▶ TASK
Give the entries below again exactly. Their pictures are not needed.

▶ INPUT MATERIAL
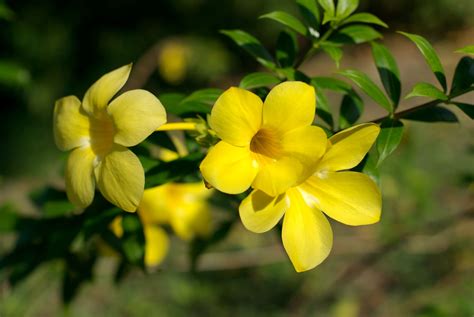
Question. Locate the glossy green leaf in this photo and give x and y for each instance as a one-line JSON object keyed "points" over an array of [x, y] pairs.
{"points": [[466, 50], [287, 20], [432, 114], [355, 34], [256, 80], [426, 90], [364, 17], [430, 56], [345, 8], [369, 87], [388, 71], [463, 76], [391, 132], [252, 46]]}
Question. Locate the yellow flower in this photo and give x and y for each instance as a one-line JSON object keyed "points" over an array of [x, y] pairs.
{"points": [[98, 131], [270, 146], [348, 197], [183, 206]]}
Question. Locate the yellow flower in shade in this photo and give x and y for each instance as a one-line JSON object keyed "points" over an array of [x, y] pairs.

▶ SOLUTION TO THIS TASK
Question. Locate the glossy green leaf in this photo and give x and y for each instance as a one-line JSON object keyed "points" over an array of [x, y] pairs.
{"points": [[466, 50], [287, 20], [432, 114], [355, 34], [256, 80], [426, 90], [364, 17], [430, 56], [345, 8], [369, 87], [388, 71], [463, 76], [391, 132], [252, 46]]}
Question. Locate the yellow flower in this photo and give x and y for each instance as a one-line JSON object keyed "points" over an array of [x, y] pairs.
{"points": [[98, 131], [270, 146], [348, 197], [183, 206]]}
Question. Locate the yellow flower in shade in this photo and give x and y for each instance as a one-line JSON object keyed "points" over an array of [x, y] pairs.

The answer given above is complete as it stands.